Beijing ties cognac tariff deal to EU-China EV talks

France’s cognac producers provisionally agreed to minimum import prices for the Chinese market, but Beijing will formally approve the arrangement only if the EU makes concessions in parallel negotiations over tariffs on Chinese electric vehicles (EVs), according to Reuters.

The explicit linkage, confirmed by both cognac industry representatives and EU trade officials, underscores China’s strategic leveraging of its luxury goods market to influence broader trade policy.

Under the tentative framework negotiated by the Bureau National Interprofessionnel du Cognac (BNIC), minimum import prices would be established across cognac categories VS (Very Superior), VSOP (Very Superior Old Pale), XO (Extra Old) and XXO (Extra Extra Old). Major houses like Hennessy, Martell, and Rémy Martin would face slightly higher minimums than smaller producers, though still below current market rates.

Producers formally committed to these terms, awaiting Beijing’s final endorsement. The agreement offers a critical escape valve for an industry reeling from China’s provisional anti-dumping duties of up to 39%, imposed since October 2024. Without a deal by the 5 July investigation deadline, these levies could become permanent.

Commercial fallout and industry pressure

The tariffs have already slashed monthly cognac exports to China by up to 70%, according to BNIC data, while shares in Rémy Cointreau and Pernod Ricard plummeted 35% and 33% respectively.

The disruption extends beyond border taxes: China has blocked all duty-free cognac sales since December 2024, eliminating a channel representing 20% of historic Chinese revenues. Florent Morillon, President of the BNIC, emphasised the “urgent need” to reopen this market even as price negotiations continue.

Beijing’s conditioning of the cognac deal on electric vehicle negotiations reveals a calculated strategy to fragment European unity. China demands the EU replace its tariffs on Chinese EVs with minimum price commitments mirroring the cognac model. This tactic emerged after France championed the EU’s anti-subsidy investigation into Chinese EVs, prompting Beijing’s retaliatory brandy probe.

Diplomatic activity also intensified ahead of critical deadlines. EU Trade Commissioner Maroš Šefčovič and Chinese Commerce Minister Wang Wentao held talks in Paris this month, while technical teams conducted three negotiation rounds in Beijing. French Trade Minister Laurent Saint-Martin cautiously noted talks were “on the right track” during a visit to Cognac, but warned:

France will not compromise on … the protection of its industries, such as cognac.

China’s cognac duties disrupted hospitality sectors across Southeast Asia, where supply chains funnel bottles to Chinese consumers. Similarly, the EU’s EV tariffs risk triggering Chinese export surges into developing markets. As European Commission President Ursula von der Leyen stated after talks with Chinese Premier Li Qiang, both powers share responsibility to prevent “global trade fragmentation” amid US tariff escalations.

= = = = =

**Task to complete:**
Repeat the article on cognac tariffs word for word, between "China’s cognac duties" and "US tariff escalations.", inclusive.

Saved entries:
= = = = =

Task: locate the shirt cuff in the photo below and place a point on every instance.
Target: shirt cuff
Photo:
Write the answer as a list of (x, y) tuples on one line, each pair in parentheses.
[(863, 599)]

= = = = =

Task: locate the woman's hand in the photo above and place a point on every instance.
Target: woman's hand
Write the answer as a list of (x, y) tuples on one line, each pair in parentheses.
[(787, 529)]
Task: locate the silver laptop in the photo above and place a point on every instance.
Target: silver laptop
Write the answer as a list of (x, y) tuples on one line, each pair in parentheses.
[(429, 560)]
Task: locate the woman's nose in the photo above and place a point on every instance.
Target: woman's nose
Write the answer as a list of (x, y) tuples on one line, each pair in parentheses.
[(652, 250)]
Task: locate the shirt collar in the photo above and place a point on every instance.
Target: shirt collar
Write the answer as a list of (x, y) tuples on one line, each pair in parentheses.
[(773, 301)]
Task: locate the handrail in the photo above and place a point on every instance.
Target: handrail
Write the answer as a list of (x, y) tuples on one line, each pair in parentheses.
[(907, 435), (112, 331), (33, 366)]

= = = = =

**Response to this exercise:**
China’s cognac duties disrupted hospitality sectors across Southeast Asia, where supply chains funnel bottles to Chinese consumers. Similarly, the EU’s EV tariffs risk triggering Chinese export surges into developing markets. As European Commission President Ursula von der Leyen stated after talks with Chinese Premier Li Qiang, both powers share responsibility to prevent “global trade fragmentation” amid US tariff escalations.